◆ **TASK OBJECTIVE**
Exactly reproduce the lines from the one holding "Annotation guideline: for every instance of the potted" through the final line of the listing below, with both ends included and nothing else.

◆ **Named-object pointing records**
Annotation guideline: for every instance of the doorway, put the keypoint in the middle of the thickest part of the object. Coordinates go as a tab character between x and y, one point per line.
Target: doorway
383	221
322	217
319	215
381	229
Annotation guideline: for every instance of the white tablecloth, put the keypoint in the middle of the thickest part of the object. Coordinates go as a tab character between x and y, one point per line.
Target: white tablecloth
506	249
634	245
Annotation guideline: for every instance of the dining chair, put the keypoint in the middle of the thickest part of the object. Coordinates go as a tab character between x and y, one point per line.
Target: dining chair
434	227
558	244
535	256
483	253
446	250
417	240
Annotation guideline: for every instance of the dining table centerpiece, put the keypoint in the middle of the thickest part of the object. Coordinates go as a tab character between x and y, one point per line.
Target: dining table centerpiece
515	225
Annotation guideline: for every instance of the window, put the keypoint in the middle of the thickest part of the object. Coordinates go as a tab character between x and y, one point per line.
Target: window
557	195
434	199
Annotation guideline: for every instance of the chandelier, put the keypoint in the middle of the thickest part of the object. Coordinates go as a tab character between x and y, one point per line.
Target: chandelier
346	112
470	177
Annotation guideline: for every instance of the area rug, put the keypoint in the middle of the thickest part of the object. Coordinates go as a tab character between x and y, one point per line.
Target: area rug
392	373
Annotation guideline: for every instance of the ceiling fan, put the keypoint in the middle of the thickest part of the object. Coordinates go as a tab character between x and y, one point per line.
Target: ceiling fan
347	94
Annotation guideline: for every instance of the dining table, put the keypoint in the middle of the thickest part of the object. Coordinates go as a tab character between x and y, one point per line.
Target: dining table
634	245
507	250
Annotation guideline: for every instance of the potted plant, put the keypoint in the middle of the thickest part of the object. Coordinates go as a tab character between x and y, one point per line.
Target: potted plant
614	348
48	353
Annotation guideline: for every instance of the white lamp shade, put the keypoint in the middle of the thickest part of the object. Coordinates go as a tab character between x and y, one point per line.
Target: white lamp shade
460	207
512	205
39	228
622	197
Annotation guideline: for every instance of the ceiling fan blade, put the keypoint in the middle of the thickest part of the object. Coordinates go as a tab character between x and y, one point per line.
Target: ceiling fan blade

◆ **RESULT OF THE EXERCISE**
Annotation guideline: for every instance of the potted plant, put the keypoint in the middle of the thickest part of the object. Coordinates go as a tab character between x and y, one point per line.
Target: potted plant
614	348
48	353
Annotation guideline: for every instance of the white lamp shade, put the keypoint in the middle of the thickest part of the object. Coordinates go as a tab character between x and y, one point per line.
Target: white lamp shade
460	207
512	205
39	228
622	197
Annotation guideline: for every instance of the ceiling fan blade, put the keypoint in the middle of the thickest part of the object. Coordinates go as a tab character between x and y, one point per line.
Target: ceiling fan blade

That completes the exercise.